┏━━

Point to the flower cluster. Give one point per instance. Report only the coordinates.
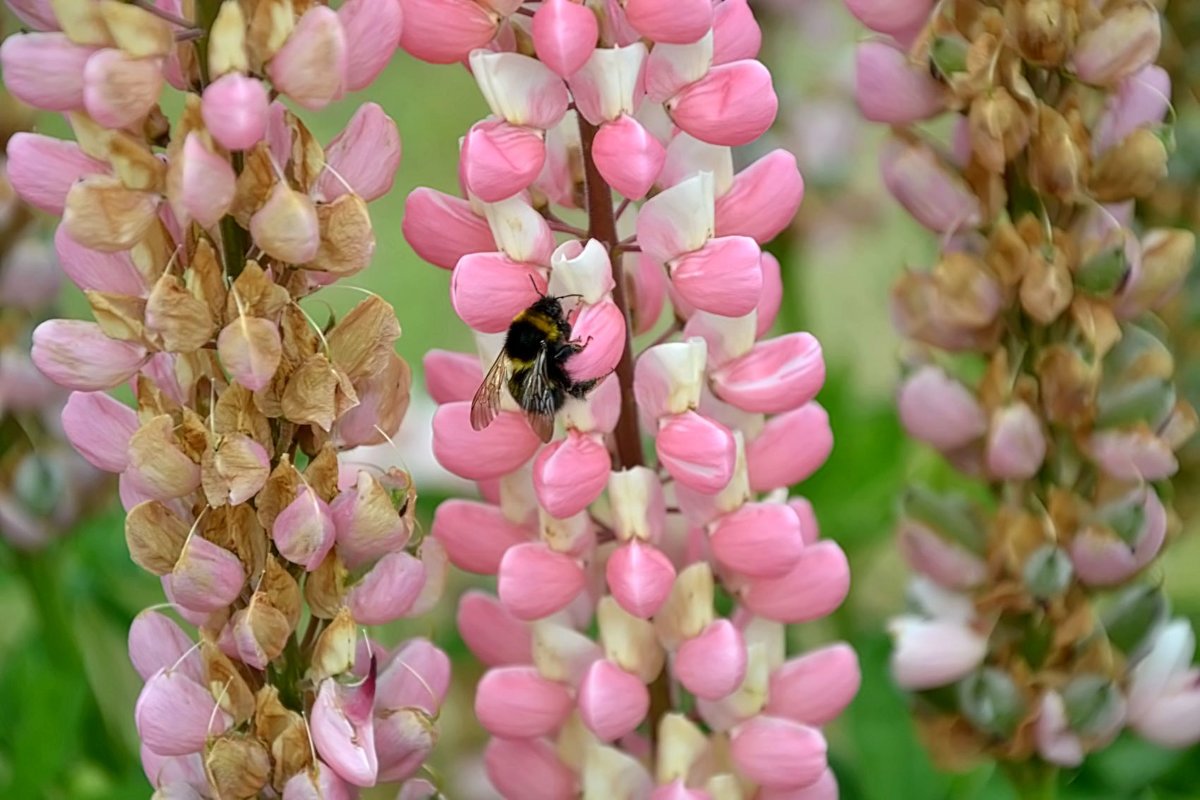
(195, 240)
(688, 566)
(1036, 366)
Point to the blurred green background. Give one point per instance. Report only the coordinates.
(66, 686)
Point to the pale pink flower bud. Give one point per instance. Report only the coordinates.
(760, 540)
(372, 34)
(610, 83)
(1015, 444)
(930, 191)
(100, 428)
(443, 228)
(762, 199)
(815, 587)
(1123, 42)
(499, 160)
(207, 577)
(628, 156)
(517, 703)
(814, 689)
(42, 168)
(640, 578)
(495, 636)
(78, 355)
(934, 653)
(940, 410)
(481, 455)
(343, 729)
(304, 531)
(671, 22)
(45, 70)
(612, 702)
(235, 110)
(364, 156)
(723, 277)
(535, 582)
(945, 561)
(603, 326)
(778, 753)
(528, 768)
(732, 106)
(891, 89)
(570, 474)
(444, 31)
(157, 642)
(207, 184)
(736, 32)
(564, 34)
(388, 591)
(696, 451)
(891, 16)
(489, 289)
(175, 715)
(311, 67)
(90, 269)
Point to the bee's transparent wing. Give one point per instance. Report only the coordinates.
(486, 403)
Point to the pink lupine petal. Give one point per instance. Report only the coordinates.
(304, 530)
(712, 665)
(791, 447)
(640, 578)
(934, 653)
(118, 89)
(157, 642)
(42, 168)
(891, 89)
(489, 289)
(732, 106)
(528, 768)
(736, 32)
(535, 582)
(78, 355)
(481, 455)
(628, 156)
(570, 474)
(443, 228)
(493, 635)
(814, 689)
(343, 733)
(815, 587)
(723, 277)
(388, 591)
(671, 22)
(175, 715)
(311, 67)
(235, 110)
(603, 329)
(499, 160)
(444, 31)
(45, 70)
(696, 451)
(372, 32)
(517, 703)
(762, 199)
(612, 702)
(760, 540)
(564, 34)
(778, 753)
(940, 410)
(521, 90)
(364, 156)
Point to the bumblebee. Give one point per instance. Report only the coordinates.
(533, 367)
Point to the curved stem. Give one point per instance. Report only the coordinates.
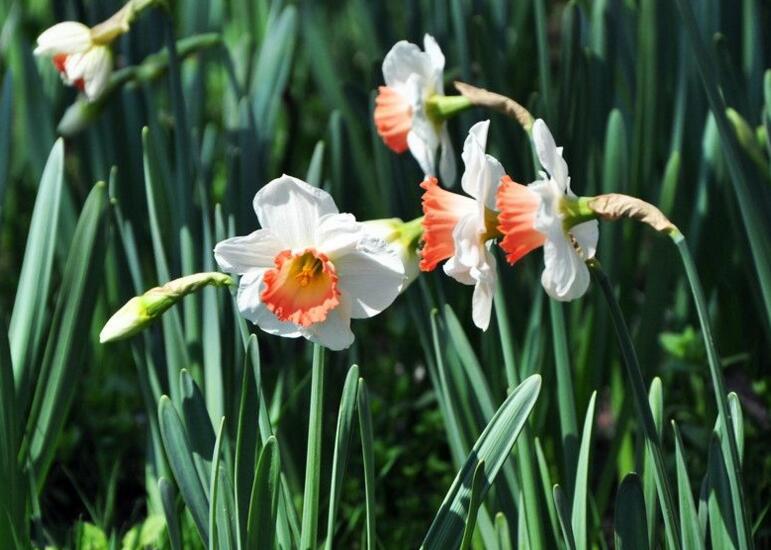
(640, 397)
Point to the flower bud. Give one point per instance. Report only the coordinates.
(142, 310)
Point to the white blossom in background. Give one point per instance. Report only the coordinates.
(310, 269)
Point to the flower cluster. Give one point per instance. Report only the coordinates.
(310, 269)
(83, 54)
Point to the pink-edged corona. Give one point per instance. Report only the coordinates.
(310, 269)
(402, 118)
(538, 214)
(81, 61)
(461, 229)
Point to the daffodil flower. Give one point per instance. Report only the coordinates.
(81, 61)
(540, 214)
(403, 107)
(310, 269)
(461, 229)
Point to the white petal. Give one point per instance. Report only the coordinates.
(252, 309)
(482, 303)
(335, 331)
(371, 277)
(436, 60)
(587, 234)
(565, 276)
(98, 72)
(404, 59)
(241, 254)
(549, 154)
(447, 169)
(338, 234)
(423, 142)
(68, 37)
(291, 209)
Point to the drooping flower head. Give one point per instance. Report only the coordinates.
(461, 229)
(402, 119)
(536, 214)
(310, 269)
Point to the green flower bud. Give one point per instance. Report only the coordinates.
(142, 310)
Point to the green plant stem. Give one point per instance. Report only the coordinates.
(640, 397)
(313, 458)
(565, 395)
(718, 384)
(526, 449)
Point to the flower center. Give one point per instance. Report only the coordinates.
(302, 288)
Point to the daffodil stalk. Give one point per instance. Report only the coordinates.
(141, 311)
(83, 112)
(83, 54)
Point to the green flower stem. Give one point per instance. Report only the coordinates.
(640, 397)
(576, 210)
(310, 519)
(442, 107)
(718, 383)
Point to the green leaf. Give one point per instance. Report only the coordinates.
(493, 448)
(213, 487)
(342, 440)
(261, 524)
(580, 504)
(732, 456)
(755, 224)
(477, 484)
(313, 176)
(565, 395)
(69, 329)
(563, 514)
(166, 489)
(629, 525)
(368, 457)
(309, 531)
(180, 456)
(656, 402)
(689, 520)
(6, 125)
(30, 314)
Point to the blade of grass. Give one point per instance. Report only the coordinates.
(310, 518)
(493, 447)
(563, 514)
(475, 501)
(629, 525)
(368, 457)
(213, 487)
(689, 520)
(69, 326)
(578, 517)
(180, 457)
(166, 490)
(733, 463)
(342, 440)
(261, 524)
(757, 230)
(639, 395)
(30, 313)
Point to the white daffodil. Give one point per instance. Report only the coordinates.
(310, 269)
(539, 214)
(82, 60)
(461, 229)
(402, 116)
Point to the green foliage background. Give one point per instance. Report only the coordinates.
(290, 89)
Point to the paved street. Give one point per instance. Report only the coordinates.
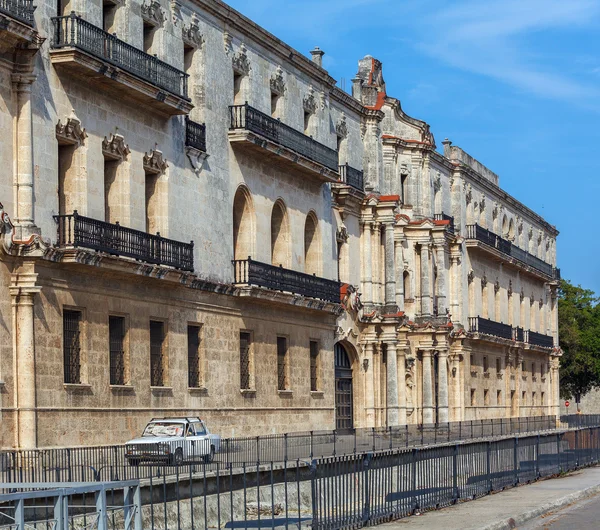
(522, 505)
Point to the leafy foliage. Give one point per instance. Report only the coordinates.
(579, 332)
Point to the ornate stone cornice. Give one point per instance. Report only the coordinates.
(154, 162)
(70, 132)
(114, 147)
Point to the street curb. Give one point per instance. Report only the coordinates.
(514, 522)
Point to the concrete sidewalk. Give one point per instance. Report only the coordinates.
(508, 509)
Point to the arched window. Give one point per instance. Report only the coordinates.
(243, 224)
(312, 246)
(280, 236)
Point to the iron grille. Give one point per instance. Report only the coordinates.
(195, 135)
(506, 247)
(282, 379)
(116, 332)
(250, 119)
(78, 231)
(73, 31)
(352, 177)
(193, 356)
(157, 337)
(22, 10)
(245, 360)
(250, 272)
(314, 364)
(72, 346)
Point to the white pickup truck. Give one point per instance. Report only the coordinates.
(173, 441)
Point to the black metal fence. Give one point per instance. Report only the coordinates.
(79, 231)
(352, 177)
(22, 10)
(250, 119)
(250, 272)
(506, 247)
(84, 464)
(73, 31)
(195, 135)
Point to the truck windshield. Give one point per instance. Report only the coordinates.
(163, 428)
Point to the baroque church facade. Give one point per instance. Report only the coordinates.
(197, 221)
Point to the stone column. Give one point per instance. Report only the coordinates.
(427, 388)
(390, 267)
(23, 291)
(367, 265)
(426, 302)
(392, 384)
(369, 390)
(24, 218)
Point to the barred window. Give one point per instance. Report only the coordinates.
(116, 337)
(314, 366)
(282, 364)
(245, 341)
(72, 346)
(194, 357)
(157, 339)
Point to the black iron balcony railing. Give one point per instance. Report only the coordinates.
(352, 177)
(444, 217)
(22, 10)
(73, 31)
(506, 247)
(195, 135)
(489, 327)
(250, 119)
(250, 272)
(545, 341)
(75, 230)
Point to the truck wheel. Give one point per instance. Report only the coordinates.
(210, 456)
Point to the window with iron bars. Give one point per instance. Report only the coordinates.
(72, 346)
(245, 342)
(194, 380)
(314, 366)
(157, 339)
(282, 364)
(116, 334)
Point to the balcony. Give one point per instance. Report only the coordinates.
(77, 231)
(520, 257)
(119, 68)
(352, 177)
(537, 339)
(254, 130)
(254, 273)
(444, 217)
(489, 327)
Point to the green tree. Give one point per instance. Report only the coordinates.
(579, 333)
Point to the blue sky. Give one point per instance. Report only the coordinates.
(516, 83)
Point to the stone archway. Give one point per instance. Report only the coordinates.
(344, 391)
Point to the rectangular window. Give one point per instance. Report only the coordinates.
(282, 364)
(157, 340)
(314, 366)
(116, 337)
(72, 346)
(194, 357)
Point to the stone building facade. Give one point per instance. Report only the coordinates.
(342, 271)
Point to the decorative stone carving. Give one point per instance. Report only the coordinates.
(154, 162)
(191, 34)
(277, 82)
(153, 13)
(341, 127)
(240, 61)
(114, 147)
(309, 102)
(70, 132)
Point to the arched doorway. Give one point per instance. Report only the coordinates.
(344, 398)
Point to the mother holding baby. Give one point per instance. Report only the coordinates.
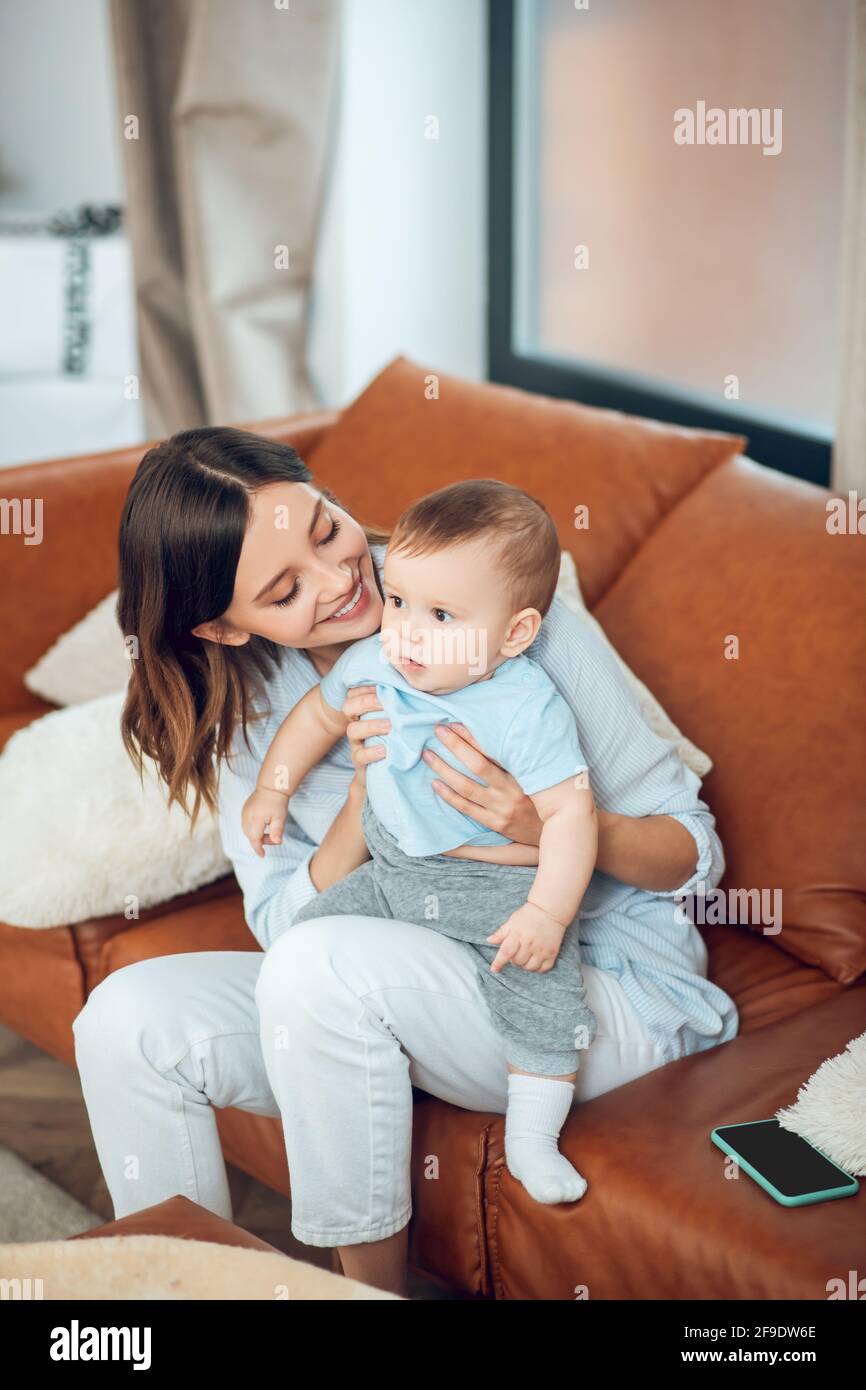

┗━━

## Task requirements
Please copy the listing above line for line, without changing anything, and leave out the pictures.

## Result of the task
Point to the flower cluster. Give one point per instance. Report only the coordinates.
(195, 240)
(688, 566)
(1036, 366)
Point to the blurred green background. Give one point per instance. Report only the coordinates.
(66, 686)
Point to the pale pink flower bud. Give one point per instance. Report only the coordinates.
(760, 540)
(372, 34)
(610, 83)
(1015, 444)
(930, 191)
(100, 428)
(443, 228)
(762, 199)
(815, 587)
(1123, 42)
(499, 160)
(207, 577)
(628, 156)
(517, 703)
(814, 689)
(42, 168)
(640, 578)
(495, 636)
(78, 355)
(934, 653)
(940, 410)
(481, 455)
(343, 729)
(304, 531)
(671, 22)
(45, 70)
(612, 702)
(235, 110)
(364, 156)
(723, 277)
(535, 582)
(945, 561)
(603, 326)
(778, 753)
(528, 768)
(732, 106)
(891, 89)
(570, 474)
(444, 31)
(157, 642)
(207, 184)
(736, 32)
(564, 34)
(388, 591)
(696, 451)
(891, 16)
(489, 289)
(175, 715)
(311, 67)
(90, 269)
Point to the bee's transparent wing. Give one point per instance. Report only the coordinates.
(486, 403)
Point to the pink lupine petal. Give one point per instance. Report only the coordinates.
(304, 530)
(712, 665)
(791, 447)
(640, 578)
(934, 653)
(118, 89)
(157, 642)
(42, 168)
(891, 89)
(489, 289)
(732, 106)
(528, 768)
(736, 32)
(535, 582)
(78, 355)
(481, 455)
(628, 156)
(570, 474)
(443, 228)
(493, 635)
(814, 689)
(343, 733)
(815, 587)
(723, 277)
(388, 591)
(671, 22)
(175, 715)
(311, 67)
(235, 110)
(603, 329)
(499, 160)
(444, 31)
(45, 70)
(696, 451)
(372, 32)
(517, 703)
(762, 199)
(612, 702)
(760, 540)
(564, 34)
(778, 753)
(940, 410)
(521, 90)
(364, 156)
Point to the bumblebee. Give one point per instance. Report only the coordinates.
(533, 367)
Point to the curved stem. Give one point per instance. Report only the coordinates.
(640, 397)
Point to the flower bud. Give one point per instance. Report only the coordinates.
(142, 310)
Point to the white blossom in background. Give one point per instance. Report only the coordinates.
(310, 269)
Point to the flower cluster. Give one point per instance. Report only the coordinates.
(310, 269)
(83, 54)
Point to the pink-edged corona. Give one point per instance. Report only the coordinates.
(310, 269)
(402, 118)
(538, 214)
(81, 61)
(461, 229)
Point to the daffodil flower. Give one point per instance. Report only the coordinates.
(81, 61)
(540, 214)
(403, 107)
(310, 269)
(461, 229)
Point to the white petal. Give one point per instance. Report only the coordinates.
(252, 309)
(482, 303)
(335, 331)
(371, 277)
(436, 60)
(587, 234)
(565, 276)
(98, 72)
(404, 59)
(241, 254)
(549, 154)
(447, 169)
(338, 234)
(423, 142)
(68, 37)
(291, 209)
Point to the drooping flower head. Give one point per instance. Report only the coordinates.
(461, 229)
(402, 119)
(536, 214)
(310, 269)
Point to the green flower bud. Give one point per instance. Report only the coordinates.
(142, 310)
Point to the green plant stem. Give one point per instance. Report only the coordinates.
(640, 397)
(313, 458)
(565, 395)
(718, 384)
(526, 449)
Point to the flower center. Give one point per instance. Report only the coordinates.
(302, 288)
Point to the daffodil stalk. Give one point per instance. Report only the coordinates.
(141, 311)
(83, 112)
(83, 54)
Point to the green flower stem. Give one point per instance. Report only the coordinates.
(640, 397)
(576, 210)
(310, 519)
(442, 107)
(718, 383)
Point to the green leaf. Give one point per instance. Report only the coordinates.
(493, 448)
(213, 487)
(342, 440)
(261, 524)
(580, 504)
(732, 456)
(755, 224)
(477, 484)
(313, 176)
(565, 395)
(69, 329)
(563, 514)
(166, 489)
(629, 525)
(368, 457)
(309, 531)
(180, 456)
(656, 402)
(689, 520)
(6, 125)
(30, 314)
Point to the blade of grass. Give one point per instance. Report only the coordinates.
(310, 518)
(493, 447)
(563, 514)
(475, 501)
(629, 525)
(368, 457)
(213, 487)
(689, 520)
(69, 326)
(578, 517)
(180, 457)
(166, 490)
(733, 463)
(342, 440)
(261, 524)
(757, 230)
(639, 395)
(30, 313)
Point to the white daffodil. Give one point per instance. Report only the coordinates.
(310, 269)
(539, 214)
(82, 60)
(461, 229)
(402, 116)
Point to the green foliage background. Give one point per instance. Report only the coordinates.
(290, 89)
Point to the paved street. Give one point per instance. Report only the coordinates.
(522, 505)
Point to the leafy foliage. Give one point per instance. Report only the coordinates.
(579, 332)
Point to the ornate stone cornice. Give one point per instance. Report only the coordinates.
(154, 162)
(70, 132)
(114, 147)
Point to the street curb. Give one point per instance. Report only the coordinates.
(514, 522)
Point to the concrete sidewalk. Give one point per instance. Report only the coordinates.
(508, 509)
Point to the arched window. Give one point per instance. Report only the coordinates.
(243, 224)
(312, 246)
(280, 236)
Point to the iron grille. Give one point per instance. Report only the coordinates.
(195, 135)
(506, 247)
(282, 379)
(116, 332)
(250, 119)
(78, 231)
(73, 31)
(352, 177)
(193, 356)
(157, 337)
(22, 10)
(245, 360)
(250, 272)
(314, 364)
(72, 346)
Point to the white pickup truck. Give one point per instance. Report only the coordinates.
(173, 441)
Point to the black metal fence. Give one point per instance. Report only the coordinates.
(79, 231)
(352, 177)
(22, 10)
(250, 119)
(250, 272)
(506, 247)
(84, 464)
(73, 31)
(195, 135)
Point to the truck windshield. Give one point per instance. Report only the coordinates.
(163, 428)
Point to the baroque church facade. Give one point per instance. Report only the coordinates.
(197, 221)
Point to the stone column. Give one point per instance. Report only the coordinates.
(427, 388)
(390, 267)
(23, 291)
(367, 265)
(426, 302)
(392, 384)
(369, 390)
(24, 218)
Point to the barred window. Give one point per instance. Report only the coordinates.
(116, 337)
(314, 366)
(282, 364)
(245, 341)
(72, 346)
(194, 357)
(157, 339)
Point to the black iron balcony railing. Give one point per instance. Report only the coordinates.
(352, 177)
(444, 217)
(22, 10)
(73, 31)
(506, 247)
(195, 135)
(489, 327)
(250, 119)
(250, 272)
(545, 341)
(75, 230)
Point to the truck wheel. Give one point per instance. Report only the coordinates.
(210, 456)
Point to the window with iron bars. Give one point per instance. Report only the coordinates.
(72, 346)
(245, 342)
(194, 380)
(314, 366)
(157, 339)
(282, 364)
(116, 334)
Point to the balcony. Give one point per instance. Report only the coordinates.
(77, 231)
(520, 257)
(119, 68)
(352, 177)
(537, 339)
(254, 130)
(254, 273)
(444, 217)
(489, 327)
Point to the green tree. Give one point per instance. Report only the coordinates.
(579, 333)
Point to the blue sky. Give one point per instance. Report only the coordinates.
(516, 83)
Point to the stone archway. Give one point per instance. Report only the coordinates.
(344, 391)
Point to the rectangular window. Give one point per instance. Report only the coordinates.
(282, 364)
(157, 340)
(314, 366)
(116, 337)
(72, 346)
(194, 357)
Point to the stone building facade. Give one point per instance. Report only the coordinates.
(342, 271)
Point to the decorative stone carving. Give one point per instance. Report only the coordinates.
(154, 162)
(191, 34)
(277, 82)
(153, 13)
(341, 127)
(240, 61)
(114, 147)
(309, 102)
(70, 132)
Point to the arched doorway. Give one point per instance. Report only the coordinates.
(344, 398)
Point to the mother holding baby. Give one point per instance. Report only the coordinates.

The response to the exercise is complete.